_TASK DESCRIPTION_.
Your task is to print all of the data below exactly, with no pictures included.

(Stored data entries)
══════════
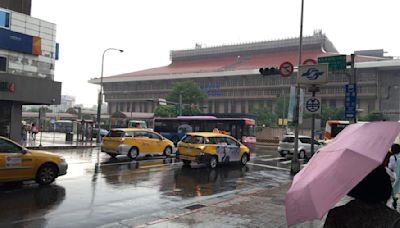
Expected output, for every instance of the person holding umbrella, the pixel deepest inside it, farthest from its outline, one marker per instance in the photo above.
(394, 166)
(337, 168)
(368, 209)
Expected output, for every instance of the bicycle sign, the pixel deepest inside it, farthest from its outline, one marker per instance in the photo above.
(313, 105)
(313, 74)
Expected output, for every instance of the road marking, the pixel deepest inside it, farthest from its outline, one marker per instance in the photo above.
(119, 163)
(263, 156)
(286, 162)
(272, 159)
(268, 166)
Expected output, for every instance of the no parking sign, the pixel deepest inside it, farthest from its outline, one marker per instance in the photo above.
(313, 105)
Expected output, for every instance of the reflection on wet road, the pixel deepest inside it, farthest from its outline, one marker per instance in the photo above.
(122, 189)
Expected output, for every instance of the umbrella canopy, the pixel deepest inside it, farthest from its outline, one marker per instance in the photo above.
(336, 168)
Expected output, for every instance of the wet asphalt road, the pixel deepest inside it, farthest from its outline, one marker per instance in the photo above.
(137, 191)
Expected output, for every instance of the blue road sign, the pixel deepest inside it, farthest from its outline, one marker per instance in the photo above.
(350, 101)
(313, 105)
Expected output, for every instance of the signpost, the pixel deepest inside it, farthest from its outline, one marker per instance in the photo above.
(313, 105)
(336, 62)
(350, 101)
(313, 74)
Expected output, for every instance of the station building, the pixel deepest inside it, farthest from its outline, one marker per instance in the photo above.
(28, 51)
(230, 75)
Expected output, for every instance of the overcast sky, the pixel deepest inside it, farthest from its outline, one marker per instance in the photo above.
(147, 30)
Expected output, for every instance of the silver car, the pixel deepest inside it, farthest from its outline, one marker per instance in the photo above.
(286, 146)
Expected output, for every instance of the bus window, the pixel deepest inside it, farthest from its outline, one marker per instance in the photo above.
(137, 124)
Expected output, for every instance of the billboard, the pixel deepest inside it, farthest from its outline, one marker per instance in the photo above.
(19, 42)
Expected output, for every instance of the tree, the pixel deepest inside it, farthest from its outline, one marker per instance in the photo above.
(266, 117)
(191, 95)
(331, 113)
(373, 116)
══════════
_RESULT OF THIS TASK_.
Expected output, for every instance of the person holding umbrella, the pixel deepest inside it, farthest from its outline, one marker per instance in the photo above.
(394, 166)
(337, 168)
(368, 209)
Expected output, for every instance of the bicycle sign, the pixel deepest inside it, farthest from its outline, one marker per instance in the photo above.
(313, 105)
(313, 74)
Expected output, for every instance of the road marking, the pixel deepest inside it, farthest from its outline, one marker per instance in the photo above.
(119, 163)
(263, 156)
(286, 162)
(272, 159)
(268, 166)
Expected output, for every instance of the no parking sign, the pixel deepest inside it, farthest from its outline, one marker per instance in the photo above.
(313, 105)
Expected output, for every instance of the reflection on wet road, the pixel deepest inside it, farthest from its outline, one marker per instance in the photo above.
(122, 189)
Expected output, for every instance of the umbrella canopy, the pixel deepest inside it, farthest from its outline, one marker per instance in the photo above.
(336, 168)
Expected output, for every instance of the wet asphalt road, the pixel deepest inside it, farthest from its outline, one marker per instance in the photo above.
(137, 191)
Expected output, for every instance of the blue road sign, the pixel deepest inside it, farthest from its outline, one marker per instance in the photo above.
(350, 101)
(313, 105)
Expected output, for every instance of the signpost, the pixel deepest inside it, farthest from its outline, one marker per instance in the photo above.
(313, 105)
(336, 62)
(350, 101)
(313, 74)
Expected output, for every instance of the station building, the pixel deepest inside it, farthest from its outline, one marker per instance in the photo above.
(28, 51)
(230, 75)
Expected output, for every instance of the overcast sky, the pixel deepest inside it, farthest from its outline, one marker per instance in the photo above.
(147, 30)
Expected output, for every instance of the silver car, the pixel deepest inside it, farthest from its outline, one marker per instance in the photo above.
(286, 146)
Expected output, for every instance of the bus window, the pixel deepest inside it, farthest from its outline, one marker per instance in the photo above.
(137, 124)
Expected output, for every instance of the billboard, the pixel deepest inside it, farthest from its outline, one marker per instance in the photo above.
(19, 42)
Expected output, for every instance of the tree, the pixel deepest inside it, farthest from its outline, one marker per instance in the photo above.
(266, 117)
(191, 95)
(331, 113)
(373, 116)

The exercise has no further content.